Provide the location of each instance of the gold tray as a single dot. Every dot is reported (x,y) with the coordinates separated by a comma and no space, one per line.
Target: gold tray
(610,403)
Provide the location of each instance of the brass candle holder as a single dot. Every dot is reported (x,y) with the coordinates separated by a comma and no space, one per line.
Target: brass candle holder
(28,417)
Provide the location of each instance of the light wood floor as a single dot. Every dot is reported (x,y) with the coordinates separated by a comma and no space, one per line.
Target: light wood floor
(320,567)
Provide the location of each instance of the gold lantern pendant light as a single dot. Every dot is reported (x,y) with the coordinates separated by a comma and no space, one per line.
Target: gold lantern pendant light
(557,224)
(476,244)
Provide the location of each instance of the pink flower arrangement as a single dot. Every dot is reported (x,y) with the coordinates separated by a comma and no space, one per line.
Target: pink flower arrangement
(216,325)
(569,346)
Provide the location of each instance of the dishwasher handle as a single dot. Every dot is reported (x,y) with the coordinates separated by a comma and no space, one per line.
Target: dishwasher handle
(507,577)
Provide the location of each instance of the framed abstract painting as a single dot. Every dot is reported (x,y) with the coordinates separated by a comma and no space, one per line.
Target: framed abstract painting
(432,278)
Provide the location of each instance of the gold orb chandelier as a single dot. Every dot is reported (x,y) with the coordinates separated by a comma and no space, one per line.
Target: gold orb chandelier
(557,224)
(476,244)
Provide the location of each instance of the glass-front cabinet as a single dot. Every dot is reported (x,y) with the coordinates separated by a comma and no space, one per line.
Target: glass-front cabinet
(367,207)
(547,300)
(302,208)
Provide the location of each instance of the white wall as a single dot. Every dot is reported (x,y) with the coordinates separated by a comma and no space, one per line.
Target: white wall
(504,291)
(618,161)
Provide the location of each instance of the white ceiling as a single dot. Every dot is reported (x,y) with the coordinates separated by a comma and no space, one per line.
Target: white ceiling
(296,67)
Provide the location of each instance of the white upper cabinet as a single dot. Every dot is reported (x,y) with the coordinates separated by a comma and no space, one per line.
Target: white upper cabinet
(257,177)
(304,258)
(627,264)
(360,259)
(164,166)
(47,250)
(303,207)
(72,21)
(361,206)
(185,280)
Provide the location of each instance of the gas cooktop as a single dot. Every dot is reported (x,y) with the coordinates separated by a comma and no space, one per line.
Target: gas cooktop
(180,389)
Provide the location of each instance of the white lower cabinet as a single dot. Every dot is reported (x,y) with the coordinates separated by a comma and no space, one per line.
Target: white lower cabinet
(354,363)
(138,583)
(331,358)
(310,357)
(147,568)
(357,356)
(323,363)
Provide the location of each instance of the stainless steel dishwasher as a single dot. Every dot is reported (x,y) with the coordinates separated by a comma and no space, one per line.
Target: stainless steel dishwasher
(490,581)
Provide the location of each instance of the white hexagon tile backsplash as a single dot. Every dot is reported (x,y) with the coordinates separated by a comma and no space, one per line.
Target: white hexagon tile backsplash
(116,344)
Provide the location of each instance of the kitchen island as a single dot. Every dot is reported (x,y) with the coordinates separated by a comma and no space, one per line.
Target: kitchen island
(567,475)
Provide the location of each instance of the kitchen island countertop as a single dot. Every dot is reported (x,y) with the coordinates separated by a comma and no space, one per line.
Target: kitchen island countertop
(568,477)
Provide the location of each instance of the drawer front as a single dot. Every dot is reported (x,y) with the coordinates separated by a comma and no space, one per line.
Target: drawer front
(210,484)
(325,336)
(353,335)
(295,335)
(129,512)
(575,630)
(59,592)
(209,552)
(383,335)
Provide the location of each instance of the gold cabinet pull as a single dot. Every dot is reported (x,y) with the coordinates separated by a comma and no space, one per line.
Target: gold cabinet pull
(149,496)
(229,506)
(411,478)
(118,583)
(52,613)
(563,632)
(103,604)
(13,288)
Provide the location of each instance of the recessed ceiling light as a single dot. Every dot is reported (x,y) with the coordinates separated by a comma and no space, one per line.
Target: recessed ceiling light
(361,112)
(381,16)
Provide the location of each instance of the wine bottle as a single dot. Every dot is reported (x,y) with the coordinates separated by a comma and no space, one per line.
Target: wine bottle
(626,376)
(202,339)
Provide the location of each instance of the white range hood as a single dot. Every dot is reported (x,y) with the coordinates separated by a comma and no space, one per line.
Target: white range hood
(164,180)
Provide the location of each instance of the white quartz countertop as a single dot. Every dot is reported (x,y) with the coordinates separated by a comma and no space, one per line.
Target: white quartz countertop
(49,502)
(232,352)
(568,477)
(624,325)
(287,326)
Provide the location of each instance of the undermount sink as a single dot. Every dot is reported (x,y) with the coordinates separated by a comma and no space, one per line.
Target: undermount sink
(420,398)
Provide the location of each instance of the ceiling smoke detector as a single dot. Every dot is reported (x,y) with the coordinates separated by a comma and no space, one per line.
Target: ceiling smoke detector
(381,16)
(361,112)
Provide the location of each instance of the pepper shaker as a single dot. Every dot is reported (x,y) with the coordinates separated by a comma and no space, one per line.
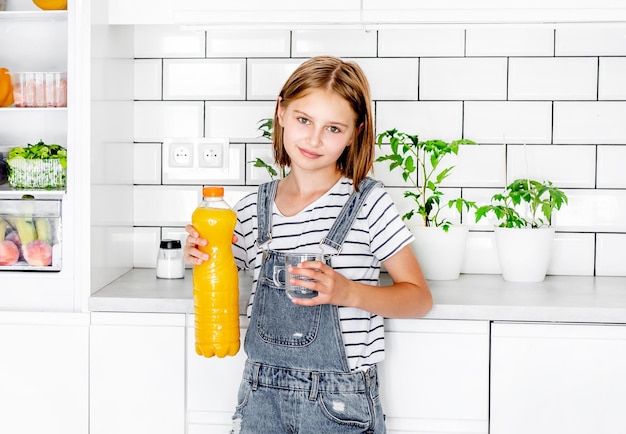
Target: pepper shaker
(170,263)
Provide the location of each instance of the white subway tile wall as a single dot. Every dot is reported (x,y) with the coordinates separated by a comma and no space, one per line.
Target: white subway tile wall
(539,101)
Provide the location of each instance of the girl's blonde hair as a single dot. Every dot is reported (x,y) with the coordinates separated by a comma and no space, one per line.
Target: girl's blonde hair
(348,81)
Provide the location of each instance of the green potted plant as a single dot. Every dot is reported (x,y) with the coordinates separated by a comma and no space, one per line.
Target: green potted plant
(524,234)
(266,127)
(439,245)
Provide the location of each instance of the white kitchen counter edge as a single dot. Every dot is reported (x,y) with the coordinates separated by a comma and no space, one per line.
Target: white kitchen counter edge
(581,299)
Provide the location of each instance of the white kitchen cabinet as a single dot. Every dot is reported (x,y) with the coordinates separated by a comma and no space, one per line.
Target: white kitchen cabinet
(355,13)
(250,12)
(212,385)
(44,373)
(435,377)
(558,378)
(37,40)
(137,367)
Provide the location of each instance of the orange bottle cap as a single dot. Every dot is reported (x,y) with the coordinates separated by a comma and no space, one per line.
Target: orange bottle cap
(213,191)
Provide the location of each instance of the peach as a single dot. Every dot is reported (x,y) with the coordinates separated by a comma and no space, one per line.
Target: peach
(9,253)
(38,253)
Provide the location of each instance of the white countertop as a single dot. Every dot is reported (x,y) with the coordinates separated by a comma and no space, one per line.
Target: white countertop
(471,297)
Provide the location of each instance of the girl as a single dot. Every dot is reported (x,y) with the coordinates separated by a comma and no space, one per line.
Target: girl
(311,362)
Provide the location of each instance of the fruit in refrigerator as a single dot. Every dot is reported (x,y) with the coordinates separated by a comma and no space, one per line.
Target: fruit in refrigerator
(9,253)
(6,88)
(51,5)
(38,253)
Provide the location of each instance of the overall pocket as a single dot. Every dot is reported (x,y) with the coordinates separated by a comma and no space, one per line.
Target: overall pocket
(280,321)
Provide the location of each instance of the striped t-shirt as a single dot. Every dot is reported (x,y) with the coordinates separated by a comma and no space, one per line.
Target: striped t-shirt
(377,234)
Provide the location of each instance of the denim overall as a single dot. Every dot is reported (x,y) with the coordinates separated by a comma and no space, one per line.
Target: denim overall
(296,378)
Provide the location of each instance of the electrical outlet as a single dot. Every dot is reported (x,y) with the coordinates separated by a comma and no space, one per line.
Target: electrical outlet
(181,155)
(211,154)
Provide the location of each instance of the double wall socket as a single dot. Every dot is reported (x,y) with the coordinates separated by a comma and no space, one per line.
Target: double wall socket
(190,159)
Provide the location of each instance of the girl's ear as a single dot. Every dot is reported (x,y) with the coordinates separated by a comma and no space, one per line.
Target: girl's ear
(280,111)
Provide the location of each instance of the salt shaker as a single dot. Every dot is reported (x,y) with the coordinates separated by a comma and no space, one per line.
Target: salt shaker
(170,263)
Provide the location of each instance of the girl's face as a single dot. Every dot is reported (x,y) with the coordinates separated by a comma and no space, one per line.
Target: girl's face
(316,129)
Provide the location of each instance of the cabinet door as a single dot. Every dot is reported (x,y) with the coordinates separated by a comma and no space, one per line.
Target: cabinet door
(435,377)
(558,378)
(44,373)
(137,368)
(212,385)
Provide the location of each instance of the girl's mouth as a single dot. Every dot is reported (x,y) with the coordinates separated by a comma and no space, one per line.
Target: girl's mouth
(309,154)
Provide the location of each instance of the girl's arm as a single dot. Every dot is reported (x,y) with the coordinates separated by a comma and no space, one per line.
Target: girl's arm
(408,297)
(192,254)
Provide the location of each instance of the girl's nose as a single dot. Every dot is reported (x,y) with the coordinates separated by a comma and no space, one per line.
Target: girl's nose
(315,139)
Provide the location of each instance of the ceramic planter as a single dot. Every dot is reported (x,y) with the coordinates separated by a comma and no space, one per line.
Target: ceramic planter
(524,254)
(441,254)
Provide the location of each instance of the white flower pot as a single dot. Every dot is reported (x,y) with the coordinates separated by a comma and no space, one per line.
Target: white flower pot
(440,254)
(524,254)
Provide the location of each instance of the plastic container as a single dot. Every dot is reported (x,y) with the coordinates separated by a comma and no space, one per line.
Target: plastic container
(30,235)
(170,263)
(36,174)
(39,89)
(216,281)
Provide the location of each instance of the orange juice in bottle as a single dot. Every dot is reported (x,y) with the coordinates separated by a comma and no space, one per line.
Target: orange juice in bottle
(215,281)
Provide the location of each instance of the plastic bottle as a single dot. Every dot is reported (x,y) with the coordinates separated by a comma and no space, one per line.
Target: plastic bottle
(215,281)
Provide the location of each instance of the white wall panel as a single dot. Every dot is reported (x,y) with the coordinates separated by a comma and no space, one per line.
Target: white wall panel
(168,41)
(195,79)
(266,77)
(154,121)
(508,122)
(429,120)
(590,122)
(248,43)
(611,82)
(428,42)
(463,78)
(391,79)
(611,173)
(591,40)
(537,162)
(148,79)
(610,254)
(570,78)
(509,41)
(343,43)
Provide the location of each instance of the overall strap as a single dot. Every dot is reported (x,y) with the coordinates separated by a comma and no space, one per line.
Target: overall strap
(339,231)
(265,201)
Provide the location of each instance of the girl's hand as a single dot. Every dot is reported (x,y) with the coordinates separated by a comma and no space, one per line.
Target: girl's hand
(192,255)
(332,287)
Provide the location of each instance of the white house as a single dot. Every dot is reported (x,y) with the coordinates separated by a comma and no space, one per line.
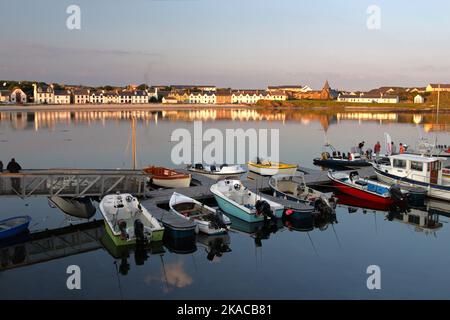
· · · · ·
Requirement | Among the records above, repeat exactly the line with "Provide the location of each instance of the gas", the line with "Provide the location of each instance of the white lower", and every line in between, and only those.

Answer to this task |
Provide the location of each instance of the gas cooktop as a single dot. Every dot is reported (x,y) with the coordinates separated by a comma and no space, one per line.
Target: gas cooktop
(180,389)
Provide the location of each instance of the white lower cabinet as a single dot. Every dot is reported (x,y) with the coordinates separated by a comma and no space, one per line.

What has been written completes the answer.